## Your assignment:
Skip every picture while you write out the records below, from the first line through the one that contains "Annotate each instance of the ceiling", both ends kept.

START Dataset content

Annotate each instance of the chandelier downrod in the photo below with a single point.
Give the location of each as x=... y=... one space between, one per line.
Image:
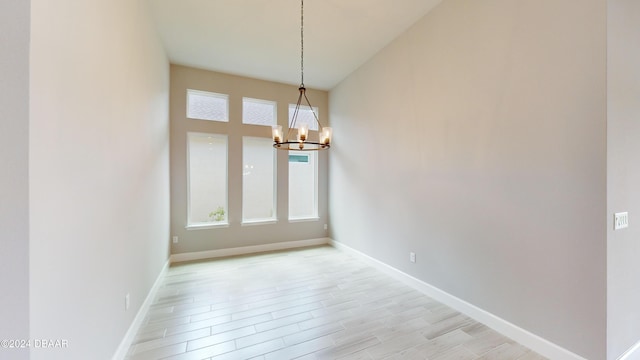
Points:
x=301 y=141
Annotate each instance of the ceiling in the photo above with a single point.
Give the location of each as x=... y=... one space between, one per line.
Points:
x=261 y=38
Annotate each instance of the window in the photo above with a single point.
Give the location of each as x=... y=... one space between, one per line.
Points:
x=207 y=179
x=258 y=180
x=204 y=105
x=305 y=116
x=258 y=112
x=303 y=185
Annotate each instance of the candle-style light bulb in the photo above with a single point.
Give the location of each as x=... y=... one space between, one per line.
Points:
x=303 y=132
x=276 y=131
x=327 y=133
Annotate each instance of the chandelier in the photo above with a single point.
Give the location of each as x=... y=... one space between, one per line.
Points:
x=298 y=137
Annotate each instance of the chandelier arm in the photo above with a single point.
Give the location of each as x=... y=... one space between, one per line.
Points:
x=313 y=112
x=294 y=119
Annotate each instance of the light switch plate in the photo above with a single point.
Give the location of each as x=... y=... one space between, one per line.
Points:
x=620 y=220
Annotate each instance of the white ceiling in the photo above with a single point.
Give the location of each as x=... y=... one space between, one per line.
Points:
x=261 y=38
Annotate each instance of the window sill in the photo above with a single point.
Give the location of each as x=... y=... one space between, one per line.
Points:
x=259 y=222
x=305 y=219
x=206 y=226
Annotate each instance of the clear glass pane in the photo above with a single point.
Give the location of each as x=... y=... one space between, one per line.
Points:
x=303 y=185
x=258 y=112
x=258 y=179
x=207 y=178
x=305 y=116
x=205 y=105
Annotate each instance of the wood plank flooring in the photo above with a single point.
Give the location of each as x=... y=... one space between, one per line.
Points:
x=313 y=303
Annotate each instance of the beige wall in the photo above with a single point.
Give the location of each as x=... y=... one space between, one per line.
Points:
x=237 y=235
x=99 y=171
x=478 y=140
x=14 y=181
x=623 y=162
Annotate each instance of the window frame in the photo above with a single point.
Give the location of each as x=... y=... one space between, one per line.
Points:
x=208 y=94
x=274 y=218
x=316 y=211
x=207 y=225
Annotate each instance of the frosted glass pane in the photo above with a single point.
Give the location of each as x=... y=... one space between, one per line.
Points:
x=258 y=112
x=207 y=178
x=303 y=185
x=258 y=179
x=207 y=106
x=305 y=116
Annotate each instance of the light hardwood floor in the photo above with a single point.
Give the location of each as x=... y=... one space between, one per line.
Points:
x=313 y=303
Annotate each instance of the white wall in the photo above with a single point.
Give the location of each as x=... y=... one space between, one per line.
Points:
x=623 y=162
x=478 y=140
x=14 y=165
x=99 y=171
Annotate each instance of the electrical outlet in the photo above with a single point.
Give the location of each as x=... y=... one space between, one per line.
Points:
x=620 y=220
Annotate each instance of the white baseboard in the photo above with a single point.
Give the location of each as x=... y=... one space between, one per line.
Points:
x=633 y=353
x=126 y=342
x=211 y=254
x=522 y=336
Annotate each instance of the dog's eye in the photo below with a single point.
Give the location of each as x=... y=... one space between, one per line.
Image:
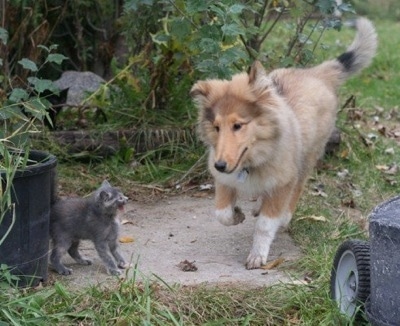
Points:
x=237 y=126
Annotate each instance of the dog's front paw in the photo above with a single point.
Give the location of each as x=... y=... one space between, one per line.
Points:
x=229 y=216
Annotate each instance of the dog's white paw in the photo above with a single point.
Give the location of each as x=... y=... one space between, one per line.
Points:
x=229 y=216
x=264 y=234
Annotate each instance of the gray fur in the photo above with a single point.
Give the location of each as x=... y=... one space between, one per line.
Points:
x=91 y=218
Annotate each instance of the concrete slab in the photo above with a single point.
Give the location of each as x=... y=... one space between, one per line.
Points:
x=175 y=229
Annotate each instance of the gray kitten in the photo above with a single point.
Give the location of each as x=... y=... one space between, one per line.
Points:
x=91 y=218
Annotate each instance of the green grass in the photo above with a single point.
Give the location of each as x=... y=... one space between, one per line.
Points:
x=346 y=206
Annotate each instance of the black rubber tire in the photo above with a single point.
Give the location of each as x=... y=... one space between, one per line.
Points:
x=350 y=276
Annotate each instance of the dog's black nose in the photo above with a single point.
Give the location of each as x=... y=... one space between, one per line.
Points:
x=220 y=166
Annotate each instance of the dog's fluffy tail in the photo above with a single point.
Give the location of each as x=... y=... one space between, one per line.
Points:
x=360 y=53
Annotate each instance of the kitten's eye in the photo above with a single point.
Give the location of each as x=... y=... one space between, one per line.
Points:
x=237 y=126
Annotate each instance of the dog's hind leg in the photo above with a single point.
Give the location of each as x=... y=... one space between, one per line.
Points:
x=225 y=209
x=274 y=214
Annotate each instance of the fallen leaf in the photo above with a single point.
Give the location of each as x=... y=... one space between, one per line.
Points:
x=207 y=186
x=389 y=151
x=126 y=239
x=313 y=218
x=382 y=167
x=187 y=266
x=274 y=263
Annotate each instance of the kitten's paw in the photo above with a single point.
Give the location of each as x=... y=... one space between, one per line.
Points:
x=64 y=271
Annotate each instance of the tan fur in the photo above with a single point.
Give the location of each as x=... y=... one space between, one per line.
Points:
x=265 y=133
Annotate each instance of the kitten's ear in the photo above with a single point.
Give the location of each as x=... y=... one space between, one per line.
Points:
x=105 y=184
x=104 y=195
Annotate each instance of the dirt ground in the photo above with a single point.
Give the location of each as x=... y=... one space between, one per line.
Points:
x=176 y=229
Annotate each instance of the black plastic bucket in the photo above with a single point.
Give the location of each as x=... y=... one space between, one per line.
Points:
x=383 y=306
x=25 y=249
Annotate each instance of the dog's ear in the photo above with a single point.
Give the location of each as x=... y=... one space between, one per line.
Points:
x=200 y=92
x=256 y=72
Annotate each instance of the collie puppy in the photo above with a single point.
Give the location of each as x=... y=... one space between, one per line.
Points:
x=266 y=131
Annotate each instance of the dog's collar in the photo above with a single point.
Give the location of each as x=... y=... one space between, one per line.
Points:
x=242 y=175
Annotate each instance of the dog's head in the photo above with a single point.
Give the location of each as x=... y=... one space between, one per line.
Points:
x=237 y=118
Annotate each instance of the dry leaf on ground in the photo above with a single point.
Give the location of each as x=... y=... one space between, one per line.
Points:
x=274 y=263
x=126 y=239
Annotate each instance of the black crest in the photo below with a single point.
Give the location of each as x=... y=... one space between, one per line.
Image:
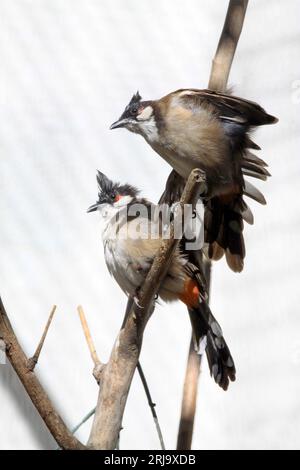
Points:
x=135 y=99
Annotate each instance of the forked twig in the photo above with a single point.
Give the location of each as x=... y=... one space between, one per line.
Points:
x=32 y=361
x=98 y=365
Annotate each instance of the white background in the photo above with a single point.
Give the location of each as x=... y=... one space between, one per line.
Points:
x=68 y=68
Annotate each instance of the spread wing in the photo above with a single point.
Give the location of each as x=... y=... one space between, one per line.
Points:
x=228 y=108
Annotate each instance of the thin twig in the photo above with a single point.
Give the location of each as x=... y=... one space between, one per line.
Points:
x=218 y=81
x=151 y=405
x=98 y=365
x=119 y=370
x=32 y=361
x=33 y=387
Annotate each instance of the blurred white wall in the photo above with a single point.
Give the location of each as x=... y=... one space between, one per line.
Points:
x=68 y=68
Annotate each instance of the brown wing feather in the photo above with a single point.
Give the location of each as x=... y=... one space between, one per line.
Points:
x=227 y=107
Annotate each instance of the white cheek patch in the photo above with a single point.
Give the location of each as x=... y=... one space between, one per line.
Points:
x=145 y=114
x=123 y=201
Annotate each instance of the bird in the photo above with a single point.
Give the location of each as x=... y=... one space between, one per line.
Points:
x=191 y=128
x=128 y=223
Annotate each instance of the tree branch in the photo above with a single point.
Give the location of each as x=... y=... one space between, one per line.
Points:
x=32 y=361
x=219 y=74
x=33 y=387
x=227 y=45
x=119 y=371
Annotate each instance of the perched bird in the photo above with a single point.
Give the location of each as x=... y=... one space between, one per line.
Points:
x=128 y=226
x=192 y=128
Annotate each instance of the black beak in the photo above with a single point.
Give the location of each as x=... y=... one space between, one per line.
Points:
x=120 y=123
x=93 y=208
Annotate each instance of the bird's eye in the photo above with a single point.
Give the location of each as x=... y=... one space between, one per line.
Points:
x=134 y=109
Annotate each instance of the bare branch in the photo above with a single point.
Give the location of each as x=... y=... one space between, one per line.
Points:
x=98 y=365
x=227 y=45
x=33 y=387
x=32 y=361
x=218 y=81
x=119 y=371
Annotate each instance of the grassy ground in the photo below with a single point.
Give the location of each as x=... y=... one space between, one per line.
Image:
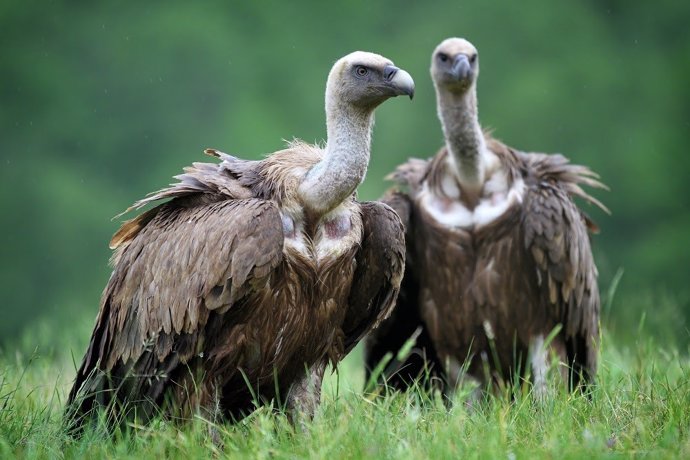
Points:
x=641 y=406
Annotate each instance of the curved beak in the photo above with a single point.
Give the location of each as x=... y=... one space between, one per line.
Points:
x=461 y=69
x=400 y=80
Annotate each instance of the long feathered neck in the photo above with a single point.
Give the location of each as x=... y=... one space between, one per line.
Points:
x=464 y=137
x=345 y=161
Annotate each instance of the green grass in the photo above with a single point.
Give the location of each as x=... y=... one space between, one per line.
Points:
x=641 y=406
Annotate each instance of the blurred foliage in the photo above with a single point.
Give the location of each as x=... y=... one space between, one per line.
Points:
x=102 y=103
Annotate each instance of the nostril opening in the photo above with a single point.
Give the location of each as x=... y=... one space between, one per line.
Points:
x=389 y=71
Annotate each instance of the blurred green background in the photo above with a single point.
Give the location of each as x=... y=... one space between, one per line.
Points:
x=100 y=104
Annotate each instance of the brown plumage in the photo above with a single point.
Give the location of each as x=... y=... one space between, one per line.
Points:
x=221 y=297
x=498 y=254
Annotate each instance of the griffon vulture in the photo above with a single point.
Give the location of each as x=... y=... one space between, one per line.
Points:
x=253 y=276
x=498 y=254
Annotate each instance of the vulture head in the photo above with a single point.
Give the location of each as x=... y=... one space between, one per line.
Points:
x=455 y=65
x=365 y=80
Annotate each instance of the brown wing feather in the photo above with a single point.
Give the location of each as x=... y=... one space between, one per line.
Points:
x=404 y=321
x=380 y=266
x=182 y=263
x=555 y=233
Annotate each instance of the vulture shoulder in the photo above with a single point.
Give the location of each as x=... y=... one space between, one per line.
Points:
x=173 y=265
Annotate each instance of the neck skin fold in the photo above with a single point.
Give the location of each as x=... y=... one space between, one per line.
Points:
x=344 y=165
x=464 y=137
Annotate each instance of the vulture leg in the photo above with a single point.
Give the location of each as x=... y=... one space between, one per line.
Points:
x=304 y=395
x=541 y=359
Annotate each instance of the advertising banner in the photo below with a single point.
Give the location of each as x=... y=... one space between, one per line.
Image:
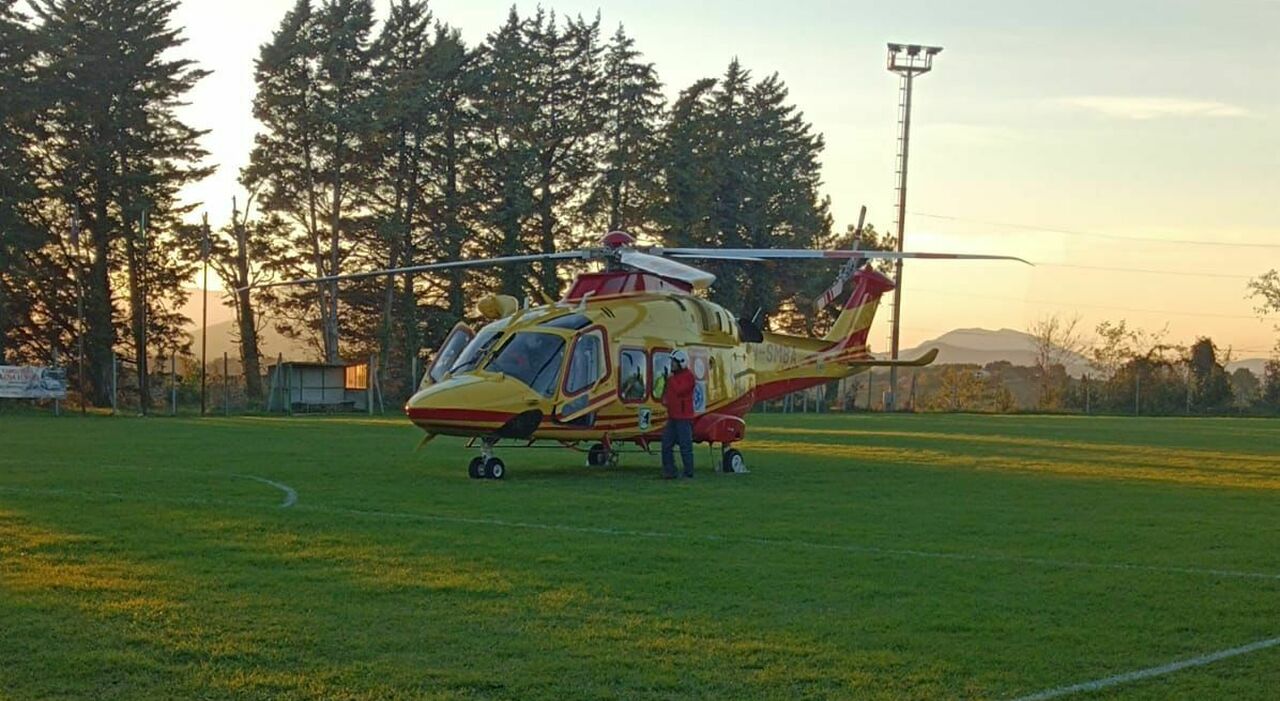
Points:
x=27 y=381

END Dataset content

## Answer to the exercise:
Annotate each instance of the chandelier downrod in the photo below with a single point.
Give the location of each as x=... y=... one space between, one per line.
Image:
Points:
x=301 y=141
Annotate each instance of the ceiling in the photo above with a single point.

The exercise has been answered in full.